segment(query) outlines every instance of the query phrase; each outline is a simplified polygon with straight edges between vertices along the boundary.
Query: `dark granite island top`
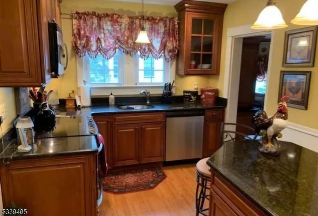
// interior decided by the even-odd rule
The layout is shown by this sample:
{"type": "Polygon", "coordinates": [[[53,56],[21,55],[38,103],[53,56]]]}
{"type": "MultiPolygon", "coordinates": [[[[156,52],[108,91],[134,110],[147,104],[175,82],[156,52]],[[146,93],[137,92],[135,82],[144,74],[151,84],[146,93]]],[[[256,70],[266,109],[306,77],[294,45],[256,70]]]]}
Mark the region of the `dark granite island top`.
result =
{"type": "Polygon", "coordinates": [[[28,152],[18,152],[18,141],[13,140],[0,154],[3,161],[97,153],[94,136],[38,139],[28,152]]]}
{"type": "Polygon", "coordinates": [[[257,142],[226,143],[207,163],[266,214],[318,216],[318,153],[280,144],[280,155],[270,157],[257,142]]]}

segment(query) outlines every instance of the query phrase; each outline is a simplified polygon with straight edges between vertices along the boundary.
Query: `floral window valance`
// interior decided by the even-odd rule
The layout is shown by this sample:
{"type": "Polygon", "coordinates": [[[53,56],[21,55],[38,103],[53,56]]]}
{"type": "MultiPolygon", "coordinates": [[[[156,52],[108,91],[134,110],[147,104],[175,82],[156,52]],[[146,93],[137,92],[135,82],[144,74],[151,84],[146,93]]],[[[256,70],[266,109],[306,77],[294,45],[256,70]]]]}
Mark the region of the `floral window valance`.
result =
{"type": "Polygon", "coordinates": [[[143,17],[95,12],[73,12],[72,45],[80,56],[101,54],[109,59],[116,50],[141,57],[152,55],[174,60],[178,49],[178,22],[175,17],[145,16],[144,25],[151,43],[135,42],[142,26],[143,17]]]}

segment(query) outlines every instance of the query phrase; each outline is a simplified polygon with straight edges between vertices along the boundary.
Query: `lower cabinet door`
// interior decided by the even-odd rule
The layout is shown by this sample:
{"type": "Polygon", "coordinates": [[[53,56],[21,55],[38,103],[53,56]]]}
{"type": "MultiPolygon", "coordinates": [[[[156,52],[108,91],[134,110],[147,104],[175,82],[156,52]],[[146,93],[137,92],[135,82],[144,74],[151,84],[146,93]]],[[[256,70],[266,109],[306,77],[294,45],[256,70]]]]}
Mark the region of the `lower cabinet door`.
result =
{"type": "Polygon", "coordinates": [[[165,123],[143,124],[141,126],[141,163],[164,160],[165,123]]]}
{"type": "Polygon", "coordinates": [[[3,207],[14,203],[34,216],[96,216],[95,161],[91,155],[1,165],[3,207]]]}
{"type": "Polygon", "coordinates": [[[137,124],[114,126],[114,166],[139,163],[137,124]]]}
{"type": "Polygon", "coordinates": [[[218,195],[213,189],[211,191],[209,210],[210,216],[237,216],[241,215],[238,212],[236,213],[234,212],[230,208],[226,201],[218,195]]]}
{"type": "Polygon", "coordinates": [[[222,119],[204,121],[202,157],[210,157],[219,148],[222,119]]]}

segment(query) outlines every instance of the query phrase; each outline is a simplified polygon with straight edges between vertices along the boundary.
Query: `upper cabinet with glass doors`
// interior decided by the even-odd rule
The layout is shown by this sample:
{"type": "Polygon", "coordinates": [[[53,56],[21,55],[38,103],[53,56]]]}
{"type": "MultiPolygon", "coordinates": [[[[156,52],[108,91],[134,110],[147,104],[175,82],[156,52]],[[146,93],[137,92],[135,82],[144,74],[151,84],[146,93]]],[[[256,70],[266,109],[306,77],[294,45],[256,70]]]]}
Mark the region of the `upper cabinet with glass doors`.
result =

───

Gather every line of the material above that contains the word "glass", treating uppercase and lowercase as different.

Query: `upper cabinet with glass doors`
Mark the region of the `upper cabinet with glass doors`.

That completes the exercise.